== TRECHO ESCOLHIDO ==
SALVADOR - Um novo plano para a erradicação do câncer de colo do útero, a partir da vacinação contra o papilomavírus humano (HPV), tem levado médicos a defenderem a dose única da vacina contra o vírus para aumentar a cobertura vacinal.
O plano, divulgado recentemente pela Organização Mundial da Saúde (OMS), considera uma diminuição de doses da vacina para crianças e adolescentes. Em contrapartida, aumenta-se o alcance entre a população-alvo do esquema vacinal.
No Brasil, a aplicação da vacina contra HPV é feita em duas doses para crianças e adolescentes entre 9 e 14 anos. No Sistema Único de Saúde (SUS), o imunizante é distribuído gratuitamente e previne infecções para os tipos mais frequentes de HPV: 6, 11, 16 e 18 (quadrivalente). Nas clínicas privadas de vacinação, é aplicada a HPV nonavalente, recentemente disponibilizada no País e com a formulação de cinco tipos adicionais do vírus, em comparação com a que está no SUS.
===
TAREFA A
Copie a parte do trecho sobre a vacina contra o HPV começando em "O plano, divulgado" e indo até "do esquema vacinal.", trocando "Organização Mundial da Saúde" por "agência de saúde da ONU".
TAREFA B
Segundo o trecho sobre a vacina contra o HPV, em quantas doses a vacina é aplicada no Brasil, e para qual faixa de idade?
== REGISTROS ==
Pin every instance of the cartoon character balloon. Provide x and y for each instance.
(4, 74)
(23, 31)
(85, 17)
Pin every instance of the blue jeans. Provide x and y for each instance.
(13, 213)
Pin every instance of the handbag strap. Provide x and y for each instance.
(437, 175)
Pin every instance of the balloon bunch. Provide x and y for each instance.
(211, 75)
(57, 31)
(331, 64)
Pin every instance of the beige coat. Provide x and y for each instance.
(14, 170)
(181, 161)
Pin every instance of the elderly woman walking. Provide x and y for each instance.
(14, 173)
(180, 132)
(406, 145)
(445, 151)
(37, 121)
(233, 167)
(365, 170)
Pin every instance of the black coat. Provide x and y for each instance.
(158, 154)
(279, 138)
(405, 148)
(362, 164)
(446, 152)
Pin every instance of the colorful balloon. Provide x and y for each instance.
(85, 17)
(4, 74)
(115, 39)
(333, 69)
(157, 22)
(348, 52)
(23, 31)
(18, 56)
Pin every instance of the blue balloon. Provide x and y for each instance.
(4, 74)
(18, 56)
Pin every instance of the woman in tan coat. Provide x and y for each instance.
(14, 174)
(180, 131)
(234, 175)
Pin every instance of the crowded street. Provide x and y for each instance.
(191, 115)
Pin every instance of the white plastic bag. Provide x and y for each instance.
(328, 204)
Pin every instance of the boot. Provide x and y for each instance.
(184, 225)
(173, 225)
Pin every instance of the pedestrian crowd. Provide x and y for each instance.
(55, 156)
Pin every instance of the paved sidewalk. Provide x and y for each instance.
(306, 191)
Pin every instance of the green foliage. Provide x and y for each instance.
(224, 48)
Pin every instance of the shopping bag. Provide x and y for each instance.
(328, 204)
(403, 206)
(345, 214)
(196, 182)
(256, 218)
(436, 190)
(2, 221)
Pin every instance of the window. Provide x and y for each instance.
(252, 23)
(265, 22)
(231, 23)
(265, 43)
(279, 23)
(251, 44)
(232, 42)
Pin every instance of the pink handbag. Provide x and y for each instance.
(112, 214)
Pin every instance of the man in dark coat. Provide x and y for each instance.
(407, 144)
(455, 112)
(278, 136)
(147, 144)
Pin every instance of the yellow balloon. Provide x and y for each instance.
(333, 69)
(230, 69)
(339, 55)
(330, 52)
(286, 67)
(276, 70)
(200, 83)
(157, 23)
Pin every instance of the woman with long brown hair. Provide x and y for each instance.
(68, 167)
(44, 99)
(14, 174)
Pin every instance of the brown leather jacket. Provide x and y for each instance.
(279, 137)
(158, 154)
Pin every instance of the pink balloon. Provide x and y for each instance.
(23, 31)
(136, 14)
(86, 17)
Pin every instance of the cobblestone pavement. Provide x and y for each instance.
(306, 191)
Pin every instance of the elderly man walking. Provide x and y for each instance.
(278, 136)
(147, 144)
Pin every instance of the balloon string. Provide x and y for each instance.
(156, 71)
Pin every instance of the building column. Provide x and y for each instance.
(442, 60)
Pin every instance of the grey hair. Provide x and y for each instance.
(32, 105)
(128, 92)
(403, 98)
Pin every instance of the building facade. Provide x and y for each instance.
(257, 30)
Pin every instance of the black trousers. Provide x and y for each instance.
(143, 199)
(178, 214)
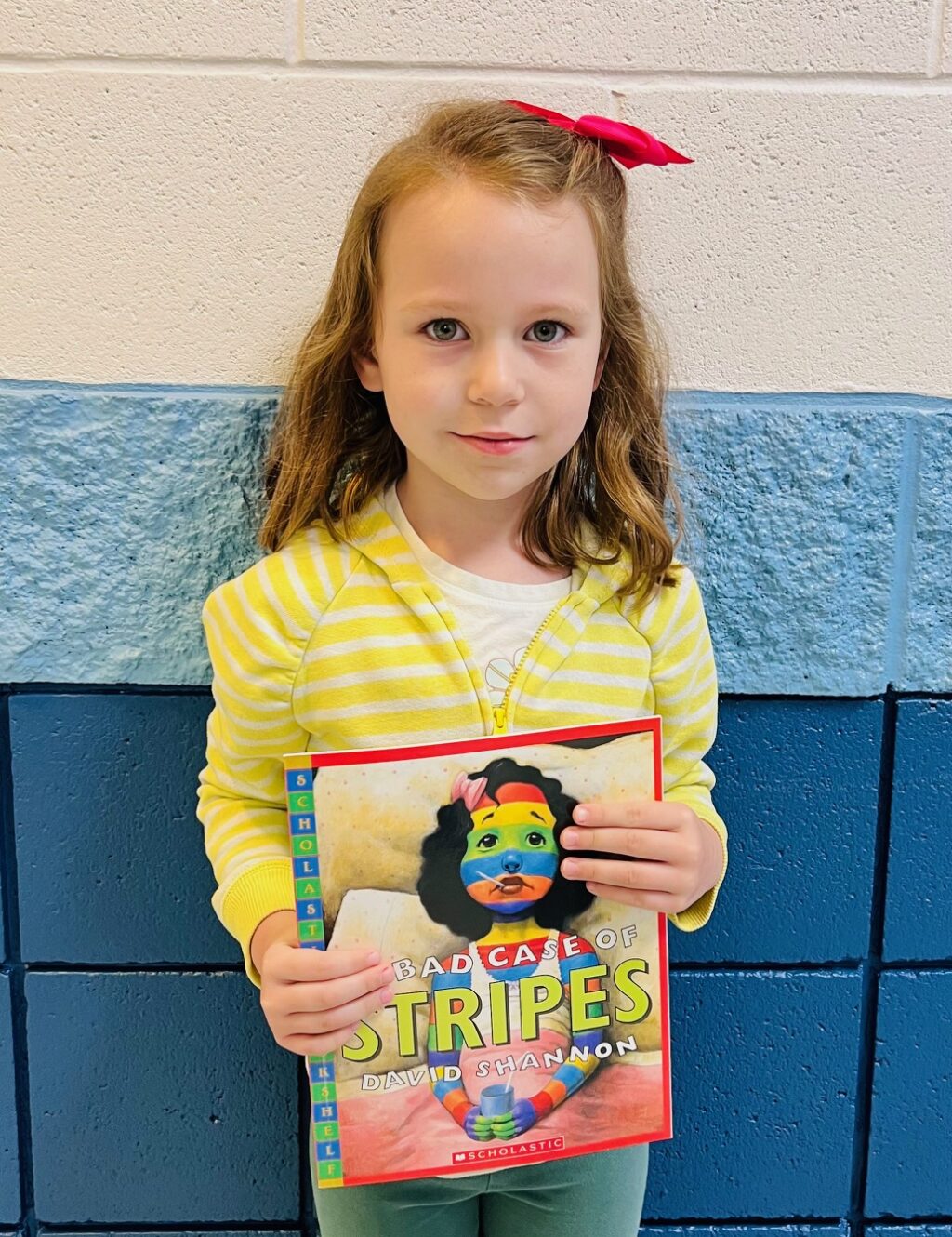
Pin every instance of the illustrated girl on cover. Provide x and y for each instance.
(491, 873)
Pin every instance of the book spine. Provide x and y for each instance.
(306, 860)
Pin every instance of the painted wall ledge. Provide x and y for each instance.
(819, 529)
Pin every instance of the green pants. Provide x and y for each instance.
(583, 1194)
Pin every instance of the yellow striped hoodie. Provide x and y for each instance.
(328, 645)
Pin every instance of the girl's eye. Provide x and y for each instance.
(549, 326)
(441, 323)
(443, 337)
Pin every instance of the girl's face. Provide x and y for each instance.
(510, 857)
(487, 339)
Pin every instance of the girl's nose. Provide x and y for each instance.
(494, 379)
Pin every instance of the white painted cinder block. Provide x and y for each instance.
(180, 227)
(810, 244)
(162, 27)
(712, 34)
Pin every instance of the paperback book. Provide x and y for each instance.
(529, 1019)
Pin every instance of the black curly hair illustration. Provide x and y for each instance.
(441, 885)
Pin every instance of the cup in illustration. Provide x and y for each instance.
(497, 1100)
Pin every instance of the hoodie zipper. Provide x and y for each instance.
(498, 712)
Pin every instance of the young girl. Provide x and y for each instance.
(468, 489)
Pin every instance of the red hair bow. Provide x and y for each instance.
(630, 146)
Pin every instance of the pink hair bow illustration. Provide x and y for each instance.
(469, 790)
(630, 146)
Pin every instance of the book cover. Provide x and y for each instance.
(529, 1019)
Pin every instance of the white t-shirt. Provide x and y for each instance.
(496, 618)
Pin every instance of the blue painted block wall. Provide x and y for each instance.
(139, 1089)
(813, 1071)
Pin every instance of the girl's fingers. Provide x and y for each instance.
(634, 814)
(645, 899)
(622, 873)
(323, 1022)
(300, 965)
(649, 844)
(311, 998)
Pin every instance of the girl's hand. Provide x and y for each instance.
(663, 855)
(477, 1127)
(314, 1000)
(520, 1118)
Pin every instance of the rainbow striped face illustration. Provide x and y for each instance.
(510, 851)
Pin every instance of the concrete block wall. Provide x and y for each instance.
(175, 183)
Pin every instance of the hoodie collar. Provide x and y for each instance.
(377, 539)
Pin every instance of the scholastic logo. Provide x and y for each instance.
(483, 1154)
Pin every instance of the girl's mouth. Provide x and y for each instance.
(492, 446)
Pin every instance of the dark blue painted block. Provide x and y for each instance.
(8, 1155)
(184, 1232)
(743, 1231)
(764, 1079)
(797, 784)
(910, 1135)
(158, 1098)
(111, 858)
(919, 915)
(909, 1231)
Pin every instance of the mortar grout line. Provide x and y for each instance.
(16, 973)
(933, 60)
(596, 78)
(896, 633)
(873, 967)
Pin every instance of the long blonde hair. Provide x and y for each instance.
(333, 446)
===
RESPOSTA A
O plano, divulgado recentemente pela agência de saúde da ONU (OMS), considera uma diminuição de doses da vacina para crianças e adolescentes. Em contrapartida, aumenta-se o alcance entre a população-alvo do esquema vacinal.

RESPOSTA B
Em duas doses, para crianças e adolescentes entre 9 e 14 anos.